# start of Materials provided

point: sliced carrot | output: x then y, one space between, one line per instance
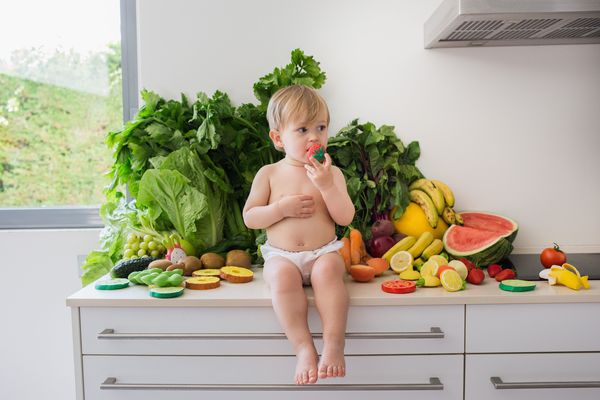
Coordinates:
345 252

# end of Materials provided
# start of Materials provided

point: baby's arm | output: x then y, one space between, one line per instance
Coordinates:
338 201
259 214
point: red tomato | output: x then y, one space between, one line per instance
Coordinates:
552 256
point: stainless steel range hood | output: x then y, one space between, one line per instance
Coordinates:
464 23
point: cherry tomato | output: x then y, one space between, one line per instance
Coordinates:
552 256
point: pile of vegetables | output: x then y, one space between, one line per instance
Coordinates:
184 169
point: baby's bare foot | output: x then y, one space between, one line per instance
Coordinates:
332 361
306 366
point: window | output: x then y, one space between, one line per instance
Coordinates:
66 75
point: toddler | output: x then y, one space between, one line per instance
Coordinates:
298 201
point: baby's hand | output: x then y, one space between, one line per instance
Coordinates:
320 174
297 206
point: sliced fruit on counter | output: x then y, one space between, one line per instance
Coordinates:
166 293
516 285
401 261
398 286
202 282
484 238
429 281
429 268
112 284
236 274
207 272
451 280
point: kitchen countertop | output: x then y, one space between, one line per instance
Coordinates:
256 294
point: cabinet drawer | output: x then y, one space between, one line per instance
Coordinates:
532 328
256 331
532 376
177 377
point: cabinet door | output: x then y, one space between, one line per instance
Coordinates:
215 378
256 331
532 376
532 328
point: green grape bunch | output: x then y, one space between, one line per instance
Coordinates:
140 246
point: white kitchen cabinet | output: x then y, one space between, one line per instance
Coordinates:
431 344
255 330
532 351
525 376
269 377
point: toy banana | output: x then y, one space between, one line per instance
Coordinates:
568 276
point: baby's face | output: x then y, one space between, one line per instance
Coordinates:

# end of Materials provided

» Exercise brief
Count the lines in the entries above that contain the word "tomato", and reply with that number alone.

» Reply
2